# AIM OF THE TASK
In the entries below, find the lines that contain the word "webbed" and copy them.

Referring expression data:
☆ ☆ ☆ ☆

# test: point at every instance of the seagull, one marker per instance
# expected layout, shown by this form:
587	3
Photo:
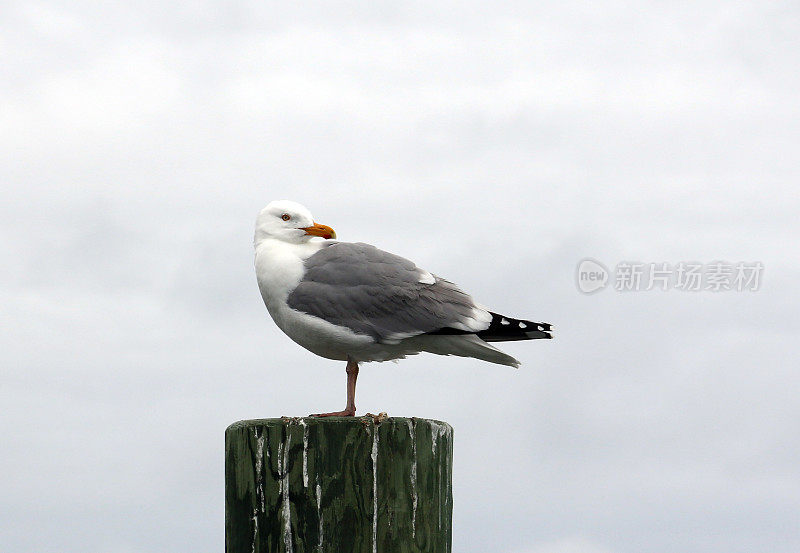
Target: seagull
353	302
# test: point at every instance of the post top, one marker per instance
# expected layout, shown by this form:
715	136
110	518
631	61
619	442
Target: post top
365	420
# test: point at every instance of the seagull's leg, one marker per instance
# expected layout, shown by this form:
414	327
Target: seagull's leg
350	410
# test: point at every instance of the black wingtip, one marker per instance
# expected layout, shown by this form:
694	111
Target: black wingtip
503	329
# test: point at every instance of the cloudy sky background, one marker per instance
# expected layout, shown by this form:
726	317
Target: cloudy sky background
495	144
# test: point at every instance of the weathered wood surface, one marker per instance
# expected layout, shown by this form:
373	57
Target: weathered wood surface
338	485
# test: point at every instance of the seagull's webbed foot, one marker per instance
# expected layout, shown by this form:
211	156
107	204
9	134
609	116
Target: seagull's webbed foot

☆ ☆ ☆ ☆

# RESPONSE
# test: point at every instance of the seagull's webbed foot, one marker per instance
Target: seagull's webbed foot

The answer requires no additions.